[WHAT THE TASK REQUIRES]
Set out the material below as a numbered list, omitting any blank lines.

_ _ _ _ _

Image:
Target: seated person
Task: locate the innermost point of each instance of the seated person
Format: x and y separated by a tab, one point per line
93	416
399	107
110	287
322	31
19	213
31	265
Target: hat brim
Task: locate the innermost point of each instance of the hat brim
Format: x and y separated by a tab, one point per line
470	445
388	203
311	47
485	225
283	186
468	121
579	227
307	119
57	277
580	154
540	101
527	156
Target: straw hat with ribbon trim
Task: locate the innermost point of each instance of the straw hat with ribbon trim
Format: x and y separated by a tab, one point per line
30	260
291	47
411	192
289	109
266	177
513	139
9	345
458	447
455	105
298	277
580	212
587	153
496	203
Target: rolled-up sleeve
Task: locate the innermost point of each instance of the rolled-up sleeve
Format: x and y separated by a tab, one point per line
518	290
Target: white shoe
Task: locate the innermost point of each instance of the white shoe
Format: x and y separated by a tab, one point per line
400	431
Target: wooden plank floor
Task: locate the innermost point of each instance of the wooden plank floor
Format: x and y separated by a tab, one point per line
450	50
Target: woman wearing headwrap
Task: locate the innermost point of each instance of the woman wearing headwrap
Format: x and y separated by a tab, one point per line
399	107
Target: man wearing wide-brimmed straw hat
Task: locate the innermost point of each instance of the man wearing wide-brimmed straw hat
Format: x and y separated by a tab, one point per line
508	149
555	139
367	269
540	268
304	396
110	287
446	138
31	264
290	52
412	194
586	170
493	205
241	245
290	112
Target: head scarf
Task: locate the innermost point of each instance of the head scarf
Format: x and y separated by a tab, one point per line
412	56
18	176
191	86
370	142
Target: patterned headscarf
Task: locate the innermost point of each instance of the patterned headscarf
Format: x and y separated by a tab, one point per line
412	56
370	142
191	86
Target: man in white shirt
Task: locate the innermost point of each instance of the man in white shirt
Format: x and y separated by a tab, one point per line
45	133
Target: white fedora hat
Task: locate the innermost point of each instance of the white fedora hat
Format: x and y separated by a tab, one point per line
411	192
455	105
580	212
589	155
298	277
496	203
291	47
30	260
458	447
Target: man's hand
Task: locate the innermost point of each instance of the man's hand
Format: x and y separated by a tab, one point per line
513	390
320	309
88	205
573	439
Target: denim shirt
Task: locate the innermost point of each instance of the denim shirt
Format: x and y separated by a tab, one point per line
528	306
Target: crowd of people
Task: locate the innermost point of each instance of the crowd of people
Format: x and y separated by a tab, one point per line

_ _ _ _ _

[EXERCISE SOLUTION]
1. Image:
2. Target: seated person
3. Task: locate the innermost point of each instance of the seated person
4. Format: x and y separated by a tab, one point per line
5. 93	416
6. 399	107
7. 110	287
8. 322	31
9. 19	213
10. 31	265
11. Target: hat brim
12. Task: locate the innermost point of each instance of the hat brim
13. Format: x and y separated by a tab, one point per line
14. 470	445
15. 388	203
16. 311	47
17. 485	225
18. 283	186
19. 468	121
20. 579	227
21. 307	119
22. 57	277
23. 580	154
24. 540	101
25. 527	156
26. Target: straw hat with ribbon trim
27. Task: locate the innermost point of each instance of the straw hat with ribbon trim
28. Format: x and y separated by a tab, one point per line
29. 30	260
30. 291	47
31. 411	192
32. 289	109
33. 266	177
34. 513	139
35. 9	345
36. 458	447
37. 455	105
38. 298	277
39. 580	212
40. 587	153
41. 496	203
42. Target: rolled-up sleeve
43. Task: locate the innermost point of each instance of the rolled-up sleeve
44. Format: x and y separated by a tab, one point per line
45. 518	290
46. Target: white shoe
47. Task: locate the innermost point of each instance of the white shoe
48. Format: x and y separated by a tab, one point per line
49. 400	431
50. Target: wooden plank floor
51. Task: locate the innermost point of each instance of the wooden plank floor
52. Format: x and y separated by a tab, one point per line
53. 450	50
54. Target: woman wearing headwrap
55. Task: locate the innermost point of each instance of the woman wearing headwrap
56. Format: x and y separated by a tab, one point per line
57. 399	107
58. Target: man wearing wide-brimmed straw hat
59. Task: locate the innermost point of each instance of the man wearing wide-brimmed straw hat
60. Format: x and y separated by a tab, one point per line
61. 508	149
62. 555	139
63. 367	269
64. 540	268
65. 304	396
66. 110	287
67. 446	138
68. 31	264
69. 290	52
70. 412	194
71. 586	170
72. 493	205
73. 241	245
74. 290	112
75. Target: head scarf
76. Task: locate the innermost point of each instance of the head scarf
77. Format: x and y separated by a tab, one point per line
78. 412	56
79. 18	176
80. 191	86
81. 370	142
82. Target: patterned headscarf
83. Task: locate the innermost point of each instance of the patterned headscarf
84. Format: x and y separated by a tab, one point per line
85. 412	56
86. 370	142
87. 191	86
88. Target: man in white shirt
89. Task: locate the innermost point of each instance of the man in white shirt
90. Format: x and y separated by a tab, one point per line
91. 45	133
92. Target: white fedora hat
93. Task: locate the innermost point of each instance of the white fedora hat
94. Format: x and y separated by a tab, one point per line
95. 411	192
96. 455	105
97. 580	212
98. 589	155
99. 298	277
100. 496	203
101. 291	47
102. 30	260
103. 458	447
104. Target: man's hand
105. Task: locate the innermost point of each instance of the man's hand
106. Format: x and y separated by a tab, one point per line
107. 513	390
108. 320	309
109. 88	205
110. 573	439
111. Target: denim shirt
112. Task: locate the innermost point of each instance of the denim shirt
113. Format: x and y separated by a tab, one point per line
114. 528	306
115. Target: crowd of people
116. Task: locate the innermost point of each instance of the crowd of people
117. Format: x and y separated by a tab, one point per line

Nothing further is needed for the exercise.